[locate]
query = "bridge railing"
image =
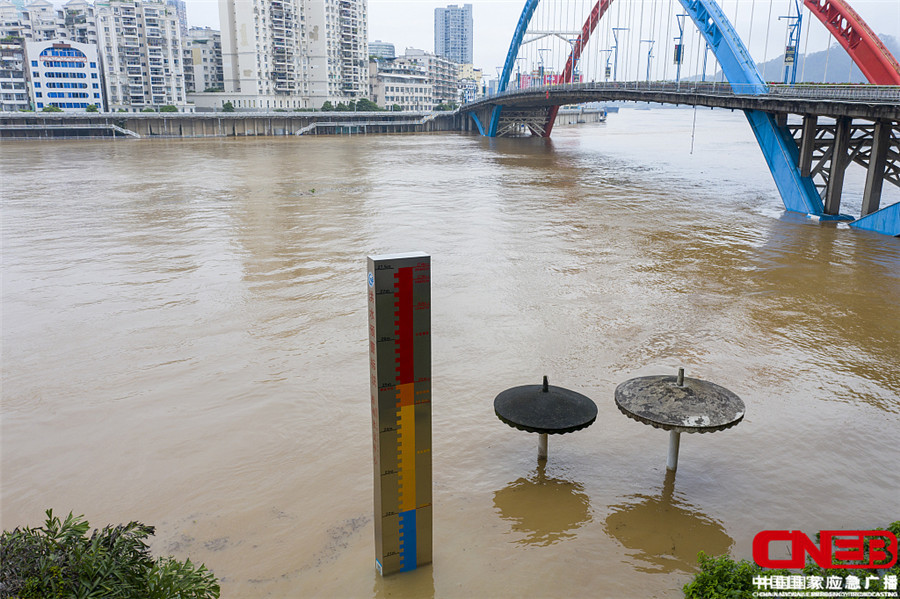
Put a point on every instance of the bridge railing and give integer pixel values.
(861, 93)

══════════

Rewrite the records above, swapping every "bridge railing" for "balcony railing" and leaving everything else unchanged; omit the pictures.

- **Answer to this task**:
[locate]
query = "balcony railing"
image =
Put a point on every instance of the balcony railing and give integer pixel values.
(861, 93)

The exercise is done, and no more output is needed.